TASK TO COMPLETE:
Go through the records and report each line in which the word "below" occurs.

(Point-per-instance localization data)
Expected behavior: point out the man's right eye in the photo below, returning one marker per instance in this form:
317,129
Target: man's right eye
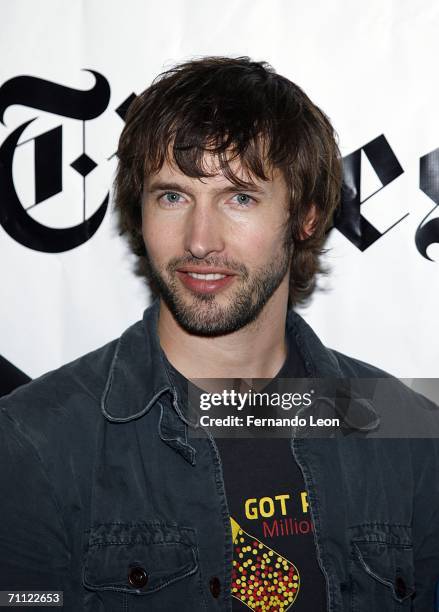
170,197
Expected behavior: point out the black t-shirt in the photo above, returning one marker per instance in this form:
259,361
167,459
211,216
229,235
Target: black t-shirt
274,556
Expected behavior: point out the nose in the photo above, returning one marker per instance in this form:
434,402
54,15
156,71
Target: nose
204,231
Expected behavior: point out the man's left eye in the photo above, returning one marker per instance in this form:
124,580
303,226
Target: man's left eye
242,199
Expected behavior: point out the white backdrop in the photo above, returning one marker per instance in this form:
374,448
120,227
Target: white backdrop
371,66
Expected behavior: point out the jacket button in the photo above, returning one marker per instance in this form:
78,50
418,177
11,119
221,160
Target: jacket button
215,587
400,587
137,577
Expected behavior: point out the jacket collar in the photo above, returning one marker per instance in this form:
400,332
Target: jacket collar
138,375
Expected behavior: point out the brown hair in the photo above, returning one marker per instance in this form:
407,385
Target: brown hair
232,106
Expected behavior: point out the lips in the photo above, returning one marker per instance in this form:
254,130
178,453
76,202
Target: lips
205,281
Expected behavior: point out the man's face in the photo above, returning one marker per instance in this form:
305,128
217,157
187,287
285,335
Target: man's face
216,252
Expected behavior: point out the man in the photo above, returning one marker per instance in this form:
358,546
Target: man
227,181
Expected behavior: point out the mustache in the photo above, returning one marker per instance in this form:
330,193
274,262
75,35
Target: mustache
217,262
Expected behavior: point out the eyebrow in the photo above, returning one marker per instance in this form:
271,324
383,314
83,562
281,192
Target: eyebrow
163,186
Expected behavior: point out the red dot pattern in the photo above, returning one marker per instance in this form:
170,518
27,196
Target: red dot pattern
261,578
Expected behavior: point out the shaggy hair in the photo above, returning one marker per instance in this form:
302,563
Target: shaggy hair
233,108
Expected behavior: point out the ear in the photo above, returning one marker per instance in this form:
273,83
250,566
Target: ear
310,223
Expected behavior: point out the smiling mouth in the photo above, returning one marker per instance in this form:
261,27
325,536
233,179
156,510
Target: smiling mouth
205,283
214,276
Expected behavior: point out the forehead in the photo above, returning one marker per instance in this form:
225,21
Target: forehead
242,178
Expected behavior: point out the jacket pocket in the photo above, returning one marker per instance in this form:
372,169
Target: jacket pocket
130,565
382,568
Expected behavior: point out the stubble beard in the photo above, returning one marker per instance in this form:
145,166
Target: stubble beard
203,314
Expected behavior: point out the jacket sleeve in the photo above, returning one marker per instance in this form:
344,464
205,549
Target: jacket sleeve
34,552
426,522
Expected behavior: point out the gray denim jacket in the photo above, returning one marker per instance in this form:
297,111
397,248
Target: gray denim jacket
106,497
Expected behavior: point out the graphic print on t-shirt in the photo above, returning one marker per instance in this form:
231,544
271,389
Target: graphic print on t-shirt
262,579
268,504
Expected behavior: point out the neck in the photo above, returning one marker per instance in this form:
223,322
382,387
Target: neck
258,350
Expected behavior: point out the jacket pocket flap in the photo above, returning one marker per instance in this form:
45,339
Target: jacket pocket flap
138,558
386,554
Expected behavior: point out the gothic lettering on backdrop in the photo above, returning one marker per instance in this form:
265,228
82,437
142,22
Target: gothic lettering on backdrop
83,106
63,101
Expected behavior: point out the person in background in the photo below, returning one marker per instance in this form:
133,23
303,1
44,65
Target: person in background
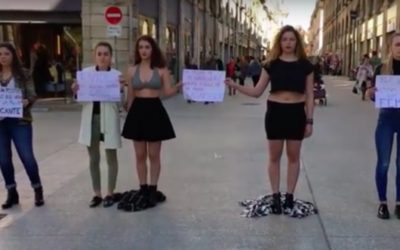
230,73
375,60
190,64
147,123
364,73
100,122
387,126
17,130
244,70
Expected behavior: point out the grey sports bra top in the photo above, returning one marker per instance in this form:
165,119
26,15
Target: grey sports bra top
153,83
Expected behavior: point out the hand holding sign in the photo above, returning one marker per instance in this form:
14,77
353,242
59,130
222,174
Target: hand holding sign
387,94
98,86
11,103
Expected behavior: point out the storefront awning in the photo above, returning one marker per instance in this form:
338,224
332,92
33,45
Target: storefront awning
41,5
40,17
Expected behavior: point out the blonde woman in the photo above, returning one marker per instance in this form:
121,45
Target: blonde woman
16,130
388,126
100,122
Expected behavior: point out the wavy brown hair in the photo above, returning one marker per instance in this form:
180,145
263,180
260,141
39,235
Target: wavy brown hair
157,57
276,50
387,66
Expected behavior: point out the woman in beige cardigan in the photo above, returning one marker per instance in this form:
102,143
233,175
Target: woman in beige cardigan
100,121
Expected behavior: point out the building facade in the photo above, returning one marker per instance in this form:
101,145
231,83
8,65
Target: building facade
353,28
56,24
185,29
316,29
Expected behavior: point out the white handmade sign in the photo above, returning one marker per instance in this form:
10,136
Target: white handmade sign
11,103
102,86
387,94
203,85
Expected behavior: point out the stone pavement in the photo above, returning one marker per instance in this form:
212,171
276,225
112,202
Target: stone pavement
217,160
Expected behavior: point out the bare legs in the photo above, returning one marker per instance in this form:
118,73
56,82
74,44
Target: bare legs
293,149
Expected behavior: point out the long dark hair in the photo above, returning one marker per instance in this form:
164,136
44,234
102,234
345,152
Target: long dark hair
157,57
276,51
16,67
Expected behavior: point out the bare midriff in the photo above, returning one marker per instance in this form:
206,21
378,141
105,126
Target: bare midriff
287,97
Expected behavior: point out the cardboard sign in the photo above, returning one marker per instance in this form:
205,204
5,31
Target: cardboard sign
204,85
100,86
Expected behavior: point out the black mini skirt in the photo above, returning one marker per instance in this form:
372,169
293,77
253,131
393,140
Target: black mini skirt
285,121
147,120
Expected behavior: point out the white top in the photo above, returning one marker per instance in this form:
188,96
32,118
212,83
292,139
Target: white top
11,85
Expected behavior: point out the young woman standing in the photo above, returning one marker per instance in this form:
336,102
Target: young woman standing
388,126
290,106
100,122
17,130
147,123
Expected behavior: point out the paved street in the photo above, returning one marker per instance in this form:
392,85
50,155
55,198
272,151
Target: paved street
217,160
---
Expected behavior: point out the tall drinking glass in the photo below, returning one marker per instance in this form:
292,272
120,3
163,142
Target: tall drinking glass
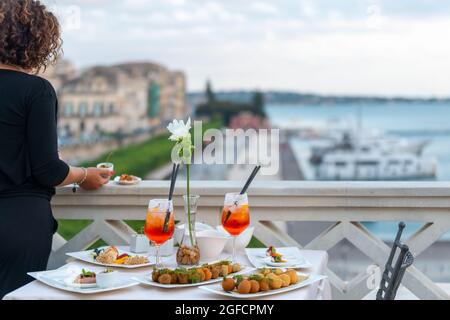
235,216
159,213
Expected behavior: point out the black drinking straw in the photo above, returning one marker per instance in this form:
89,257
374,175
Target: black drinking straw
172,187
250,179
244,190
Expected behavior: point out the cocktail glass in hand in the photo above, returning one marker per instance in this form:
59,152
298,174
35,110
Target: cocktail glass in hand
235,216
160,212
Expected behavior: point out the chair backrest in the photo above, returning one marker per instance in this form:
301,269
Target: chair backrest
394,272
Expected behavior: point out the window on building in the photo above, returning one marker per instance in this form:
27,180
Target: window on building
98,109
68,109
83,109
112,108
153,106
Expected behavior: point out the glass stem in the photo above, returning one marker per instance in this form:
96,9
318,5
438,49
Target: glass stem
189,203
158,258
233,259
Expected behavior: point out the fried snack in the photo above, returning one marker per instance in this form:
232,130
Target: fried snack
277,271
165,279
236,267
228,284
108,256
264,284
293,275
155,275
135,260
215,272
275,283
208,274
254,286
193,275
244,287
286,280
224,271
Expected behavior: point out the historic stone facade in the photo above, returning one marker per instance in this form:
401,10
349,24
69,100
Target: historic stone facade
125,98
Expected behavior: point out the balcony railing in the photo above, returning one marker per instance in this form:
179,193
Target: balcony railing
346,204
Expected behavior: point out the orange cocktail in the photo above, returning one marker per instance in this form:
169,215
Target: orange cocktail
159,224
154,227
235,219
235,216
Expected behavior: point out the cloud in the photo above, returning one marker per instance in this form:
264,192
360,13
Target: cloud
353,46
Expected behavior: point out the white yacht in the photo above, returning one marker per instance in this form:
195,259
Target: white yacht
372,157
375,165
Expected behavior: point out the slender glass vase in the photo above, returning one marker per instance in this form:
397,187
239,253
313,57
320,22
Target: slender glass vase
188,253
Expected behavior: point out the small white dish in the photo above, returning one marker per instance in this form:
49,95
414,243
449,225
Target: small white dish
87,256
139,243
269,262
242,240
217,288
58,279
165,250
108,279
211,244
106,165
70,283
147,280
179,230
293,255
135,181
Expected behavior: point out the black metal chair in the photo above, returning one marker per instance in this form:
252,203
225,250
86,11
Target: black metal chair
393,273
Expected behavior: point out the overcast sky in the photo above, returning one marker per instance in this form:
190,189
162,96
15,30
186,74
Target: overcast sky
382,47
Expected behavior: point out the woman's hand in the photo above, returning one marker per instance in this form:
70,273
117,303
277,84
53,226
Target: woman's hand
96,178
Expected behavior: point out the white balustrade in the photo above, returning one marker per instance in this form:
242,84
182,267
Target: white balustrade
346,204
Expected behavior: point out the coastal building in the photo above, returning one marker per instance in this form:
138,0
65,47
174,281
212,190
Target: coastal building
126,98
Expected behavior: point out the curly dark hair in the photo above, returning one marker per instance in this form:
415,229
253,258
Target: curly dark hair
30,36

ANSWER SECTION:
Expected behavior: point out the man's right eye in the photo below, returning one marker per instance in this form:
Expected behavior: point out the person in background in the photo below, returning one marker per instance in this form:
Expected behavior: point out the tall drinking glass in the photo below, returning one marker per instance in this form:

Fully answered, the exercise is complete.